### Exercise passage
# FP8-on-NPU Lessons

## 1) Recommended debug order

1. Start with `--load-format dummy` to quickly verify architecture path.
2. Run with real weights to validate weight mapping and load-time stability.
3. If blocked by fp8 execution limits on NPU, use fp8->bf16 dequantization loading path.
4. Validate `/v1/models`, then one text request, then one VL request (if multimodal).

## 2) FP8 checkpoint on NPU

Common symptom:

- `fp8 quantization is currently not supported in npu`.

Recommended pattern:

- do not force fp8 execution kernels on NPU;
- dequantize fp8 weights to bf16 during loading using paired tensors:
    - `*.weight`
    - `*.weight_scale_inv`
- keep strict unpaired scale/weight checks to avoid silent corruption.

## 3) Typical real-only risks (dummy may not expose)
######
### Data supplied
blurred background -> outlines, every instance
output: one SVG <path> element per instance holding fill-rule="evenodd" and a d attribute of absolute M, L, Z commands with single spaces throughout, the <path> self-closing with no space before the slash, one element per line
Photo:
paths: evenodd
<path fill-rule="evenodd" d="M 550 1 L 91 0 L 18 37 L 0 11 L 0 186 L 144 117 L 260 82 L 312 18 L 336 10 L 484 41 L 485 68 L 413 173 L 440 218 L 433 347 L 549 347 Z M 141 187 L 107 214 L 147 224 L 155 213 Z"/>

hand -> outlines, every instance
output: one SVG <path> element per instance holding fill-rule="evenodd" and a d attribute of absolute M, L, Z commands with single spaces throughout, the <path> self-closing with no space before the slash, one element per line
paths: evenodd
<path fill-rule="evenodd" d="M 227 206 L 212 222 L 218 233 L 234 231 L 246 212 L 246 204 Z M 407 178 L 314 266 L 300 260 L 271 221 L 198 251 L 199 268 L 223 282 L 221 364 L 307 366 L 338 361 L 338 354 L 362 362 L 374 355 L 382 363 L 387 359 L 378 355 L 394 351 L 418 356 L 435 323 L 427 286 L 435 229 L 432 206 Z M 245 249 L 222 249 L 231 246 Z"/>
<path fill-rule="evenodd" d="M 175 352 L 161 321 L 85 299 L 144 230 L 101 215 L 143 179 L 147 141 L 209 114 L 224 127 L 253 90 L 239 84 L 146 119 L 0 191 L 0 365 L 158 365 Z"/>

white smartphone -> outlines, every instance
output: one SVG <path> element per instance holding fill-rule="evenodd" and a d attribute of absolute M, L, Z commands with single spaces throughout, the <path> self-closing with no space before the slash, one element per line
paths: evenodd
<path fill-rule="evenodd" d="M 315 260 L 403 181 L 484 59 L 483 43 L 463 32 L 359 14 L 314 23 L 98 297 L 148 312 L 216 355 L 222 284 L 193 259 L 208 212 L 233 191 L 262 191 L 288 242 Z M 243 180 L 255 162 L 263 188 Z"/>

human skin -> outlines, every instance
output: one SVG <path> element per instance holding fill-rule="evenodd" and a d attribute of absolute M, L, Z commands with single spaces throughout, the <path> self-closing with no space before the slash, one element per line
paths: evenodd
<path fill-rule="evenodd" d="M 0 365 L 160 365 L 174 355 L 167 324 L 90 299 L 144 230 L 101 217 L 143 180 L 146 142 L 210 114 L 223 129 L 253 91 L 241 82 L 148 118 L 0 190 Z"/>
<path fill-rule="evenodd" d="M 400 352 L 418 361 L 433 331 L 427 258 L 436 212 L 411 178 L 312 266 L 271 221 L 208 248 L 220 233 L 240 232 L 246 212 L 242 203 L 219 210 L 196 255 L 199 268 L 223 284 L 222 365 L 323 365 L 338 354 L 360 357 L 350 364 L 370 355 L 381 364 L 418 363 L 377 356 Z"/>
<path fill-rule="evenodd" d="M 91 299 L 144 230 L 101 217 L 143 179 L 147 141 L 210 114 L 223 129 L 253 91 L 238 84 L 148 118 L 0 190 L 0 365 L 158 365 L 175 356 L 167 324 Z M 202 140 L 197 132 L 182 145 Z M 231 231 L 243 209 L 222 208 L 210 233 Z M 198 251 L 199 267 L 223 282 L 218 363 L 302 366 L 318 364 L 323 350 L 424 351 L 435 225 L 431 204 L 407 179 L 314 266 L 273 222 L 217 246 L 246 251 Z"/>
######
◆ To do
#1 In the FP8-on-NPU notes, quote the part that opens with the words containing "3. If blocked" and closes with "request (if multimodal).".
#2 Render this sentence from the FP8-on-NPU notes in Spanish: "Run with real weights to validate weight mapping and load-time stability."
#3 Carry on the FP8-on-NPU notes from the point where they stop.
The lines have no connection to the FP8-on-NPU notes.

◆ Activity answers
#1
3. If blocked by fp8 execution limits on NPU, use fp8->bf16 dequantization loading path.
4. Validate `/v1/models`, then one text request, then one VL request (if multimodal).

#2 Ejecute con pesos reales para validar el mapeo de pesos y la estabilidad durante la carga.

#3
- missing fp8 scale keys during real shard loading;
- wrong weight remap path only triggered by real checkpoints;
- KV/QK norm sharding mismatch under TP + replicated KV heads.

## 4) KV replication + TP pitfalls

Typical symptom:

- shape mismatch like `128 vs 64` when `tp_size > num_key_value_heads`.

Recommended pattern:

- detect KV-head replication explicitly;
- use local norm/shard loader path for replicated KV heads;
- avoid assuming uniform divisibility for all head dimensions.

## 5) ACLGraph stability for fp8-origin checkpoints

Recommended pattern:

- prefer `HCCL_OP_EXPANSION_MODE=AIV` when using graph mode;
- keep practical capture sizes and re-test from small, stable shapes;
- use `--enforce-eager` only as temporary isolation fallback.

## 6) Reporting discipline

Always report both:

- what dummy validated (fast gate), and
- what only real weights validated (mandatory gate).

Do not sign off fp8-on-NPU adaptation with dummy-only evidence.